• [WHAT YOU HAVE TO DO]:
Give only the number of lines below that contain the word "ticket".
★ ★ ★ ★
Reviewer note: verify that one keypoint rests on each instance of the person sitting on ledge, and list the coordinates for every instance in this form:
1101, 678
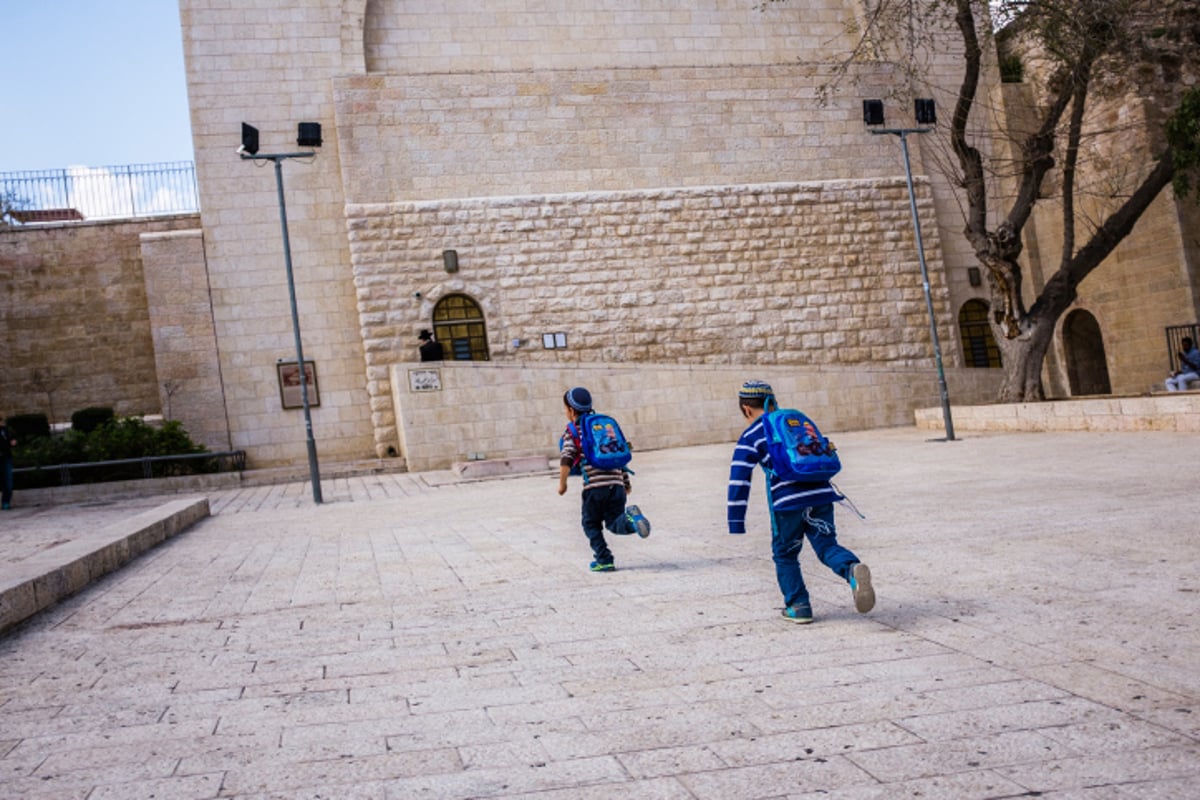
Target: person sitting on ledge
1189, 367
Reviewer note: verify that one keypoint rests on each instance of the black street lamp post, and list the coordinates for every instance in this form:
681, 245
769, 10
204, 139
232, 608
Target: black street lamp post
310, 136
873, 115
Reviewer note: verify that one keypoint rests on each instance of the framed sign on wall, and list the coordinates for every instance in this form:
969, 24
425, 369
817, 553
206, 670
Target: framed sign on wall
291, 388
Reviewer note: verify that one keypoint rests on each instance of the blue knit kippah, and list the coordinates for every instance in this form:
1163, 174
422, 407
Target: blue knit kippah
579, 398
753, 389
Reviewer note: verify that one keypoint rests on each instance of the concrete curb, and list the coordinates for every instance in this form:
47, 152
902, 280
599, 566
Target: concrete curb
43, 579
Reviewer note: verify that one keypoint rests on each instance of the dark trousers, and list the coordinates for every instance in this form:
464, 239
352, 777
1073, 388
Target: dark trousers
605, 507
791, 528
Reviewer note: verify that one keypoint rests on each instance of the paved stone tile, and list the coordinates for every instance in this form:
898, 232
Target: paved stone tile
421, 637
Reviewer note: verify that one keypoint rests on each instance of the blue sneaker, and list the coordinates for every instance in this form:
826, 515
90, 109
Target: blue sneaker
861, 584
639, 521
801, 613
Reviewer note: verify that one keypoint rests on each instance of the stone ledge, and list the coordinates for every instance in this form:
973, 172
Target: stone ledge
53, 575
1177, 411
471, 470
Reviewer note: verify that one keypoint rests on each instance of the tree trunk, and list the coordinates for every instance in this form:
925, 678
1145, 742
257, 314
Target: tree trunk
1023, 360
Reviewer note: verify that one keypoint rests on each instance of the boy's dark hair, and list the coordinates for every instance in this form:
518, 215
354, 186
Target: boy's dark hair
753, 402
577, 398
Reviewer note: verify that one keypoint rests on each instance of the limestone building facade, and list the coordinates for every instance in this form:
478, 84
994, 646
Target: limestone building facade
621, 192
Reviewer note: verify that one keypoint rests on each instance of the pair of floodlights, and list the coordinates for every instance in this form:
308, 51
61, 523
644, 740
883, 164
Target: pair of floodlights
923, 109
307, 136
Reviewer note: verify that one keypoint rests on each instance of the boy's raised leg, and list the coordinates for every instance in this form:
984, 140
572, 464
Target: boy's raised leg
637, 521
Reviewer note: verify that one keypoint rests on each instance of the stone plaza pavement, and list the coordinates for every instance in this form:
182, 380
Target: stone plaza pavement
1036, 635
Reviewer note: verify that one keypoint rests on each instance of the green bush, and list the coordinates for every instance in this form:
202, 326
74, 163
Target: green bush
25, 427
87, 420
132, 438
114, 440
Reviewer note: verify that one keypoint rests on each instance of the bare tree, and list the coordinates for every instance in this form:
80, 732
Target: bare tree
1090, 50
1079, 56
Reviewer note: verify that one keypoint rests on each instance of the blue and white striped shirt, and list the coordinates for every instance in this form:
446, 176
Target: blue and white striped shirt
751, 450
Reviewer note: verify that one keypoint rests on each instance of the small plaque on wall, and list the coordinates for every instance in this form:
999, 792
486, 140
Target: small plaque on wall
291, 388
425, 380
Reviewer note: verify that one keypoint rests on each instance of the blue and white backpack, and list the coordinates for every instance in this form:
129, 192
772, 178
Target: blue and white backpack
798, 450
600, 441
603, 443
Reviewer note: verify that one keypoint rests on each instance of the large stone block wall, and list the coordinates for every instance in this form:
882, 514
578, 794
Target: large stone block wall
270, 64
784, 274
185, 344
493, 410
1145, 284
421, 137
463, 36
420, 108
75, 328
★ ★ ★ ★
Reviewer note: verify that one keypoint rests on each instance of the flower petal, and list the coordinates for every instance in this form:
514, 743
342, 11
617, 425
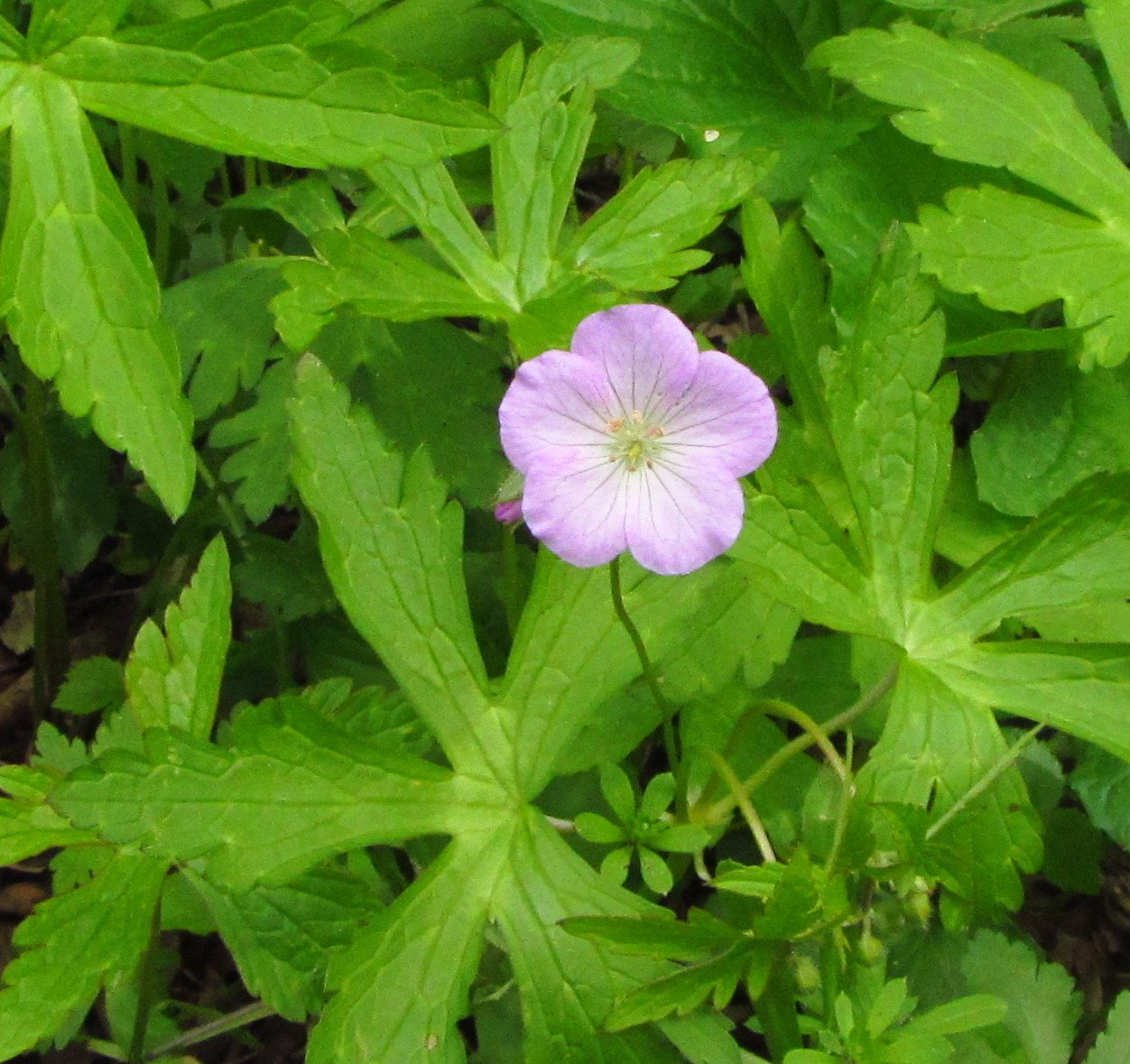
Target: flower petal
★ ★ ★ ★
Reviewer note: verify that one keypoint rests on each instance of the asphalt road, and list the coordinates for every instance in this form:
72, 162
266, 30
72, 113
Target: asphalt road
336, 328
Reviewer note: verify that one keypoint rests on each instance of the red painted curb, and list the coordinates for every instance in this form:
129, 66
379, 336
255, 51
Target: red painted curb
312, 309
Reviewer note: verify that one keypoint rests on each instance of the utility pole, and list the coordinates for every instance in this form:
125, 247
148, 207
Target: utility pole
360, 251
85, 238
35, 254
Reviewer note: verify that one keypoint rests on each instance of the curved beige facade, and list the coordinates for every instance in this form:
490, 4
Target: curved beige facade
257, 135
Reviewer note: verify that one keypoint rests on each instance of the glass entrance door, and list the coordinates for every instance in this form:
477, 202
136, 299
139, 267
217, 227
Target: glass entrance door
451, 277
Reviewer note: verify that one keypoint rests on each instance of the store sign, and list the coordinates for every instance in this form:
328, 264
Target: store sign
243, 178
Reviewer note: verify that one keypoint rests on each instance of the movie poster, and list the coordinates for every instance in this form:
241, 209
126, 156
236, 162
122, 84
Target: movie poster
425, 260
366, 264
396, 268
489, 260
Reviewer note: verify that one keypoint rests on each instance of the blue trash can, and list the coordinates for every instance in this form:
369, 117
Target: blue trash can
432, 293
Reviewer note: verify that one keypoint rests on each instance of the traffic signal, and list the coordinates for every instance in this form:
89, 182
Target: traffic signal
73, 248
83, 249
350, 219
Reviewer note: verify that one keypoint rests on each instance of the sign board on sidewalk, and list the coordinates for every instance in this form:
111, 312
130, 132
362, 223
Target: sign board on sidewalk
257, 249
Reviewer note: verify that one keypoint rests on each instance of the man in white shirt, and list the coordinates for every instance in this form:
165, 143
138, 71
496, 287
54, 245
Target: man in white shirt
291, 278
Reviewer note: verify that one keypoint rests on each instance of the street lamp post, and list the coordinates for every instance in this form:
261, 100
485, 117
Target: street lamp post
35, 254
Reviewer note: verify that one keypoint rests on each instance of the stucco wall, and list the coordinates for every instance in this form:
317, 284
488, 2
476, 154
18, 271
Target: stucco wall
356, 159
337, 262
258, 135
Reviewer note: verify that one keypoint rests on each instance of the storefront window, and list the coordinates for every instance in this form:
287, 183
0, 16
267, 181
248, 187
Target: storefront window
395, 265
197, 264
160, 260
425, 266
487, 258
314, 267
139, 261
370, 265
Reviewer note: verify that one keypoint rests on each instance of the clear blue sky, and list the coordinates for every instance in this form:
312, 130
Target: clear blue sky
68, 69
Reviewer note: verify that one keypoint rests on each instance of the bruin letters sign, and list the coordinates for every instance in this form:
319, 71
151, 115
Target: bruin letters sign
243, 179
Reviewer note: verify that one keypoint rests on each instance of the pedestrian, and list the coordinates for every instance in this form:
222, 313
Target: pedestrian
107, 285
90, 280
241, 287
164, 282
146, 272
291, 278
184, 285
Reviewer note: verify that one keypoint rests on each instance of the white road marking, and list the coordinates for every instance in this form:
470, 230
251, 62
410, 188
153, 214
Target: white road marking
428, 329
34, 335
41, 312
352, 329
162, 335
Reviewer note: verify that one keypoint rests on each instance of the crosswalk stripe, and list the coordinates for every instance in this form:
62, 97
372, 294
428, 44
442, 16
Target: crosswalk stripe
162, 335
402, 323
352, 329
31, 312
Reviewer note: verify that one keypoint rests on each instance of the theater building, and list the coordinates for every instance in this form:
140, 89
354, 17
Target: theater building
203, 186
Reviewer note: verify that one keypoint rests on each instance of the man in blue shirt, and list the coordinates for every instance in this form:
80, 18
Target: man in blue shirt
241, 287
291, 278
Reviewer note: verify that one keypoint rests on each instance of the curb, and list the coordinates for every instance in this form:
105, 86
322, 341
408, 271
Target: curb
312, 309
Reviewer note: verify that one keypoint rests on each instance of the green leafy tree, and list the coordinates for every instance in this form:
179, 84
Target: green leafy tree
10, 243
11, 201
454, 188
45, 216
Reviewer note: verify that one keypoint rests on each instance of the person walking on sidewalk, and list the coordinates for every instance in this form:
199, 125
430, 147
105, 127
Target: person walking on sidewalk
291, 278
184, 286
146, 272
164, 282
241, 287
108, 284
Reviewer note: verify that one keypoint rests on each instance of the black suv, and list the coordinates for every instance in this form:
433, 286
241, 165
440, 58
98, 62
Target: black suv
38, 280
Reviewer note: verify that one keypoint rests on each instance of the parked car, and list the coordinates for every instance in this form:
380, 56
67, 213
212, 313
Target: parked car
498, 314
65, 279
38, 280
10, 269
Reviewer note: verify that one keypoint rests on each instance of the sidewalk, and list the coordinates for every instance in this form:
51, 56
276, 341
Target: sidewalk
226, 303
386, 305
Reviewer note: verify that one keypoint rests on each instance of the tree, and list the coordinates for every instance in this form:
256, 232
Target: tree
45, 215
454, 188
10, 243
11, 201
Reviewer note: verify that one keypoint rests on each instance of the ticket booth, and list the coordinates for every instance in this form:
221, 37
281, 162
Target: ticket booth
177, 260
★ ★ ★ ★
• [FINISHED EXERCISE]:
2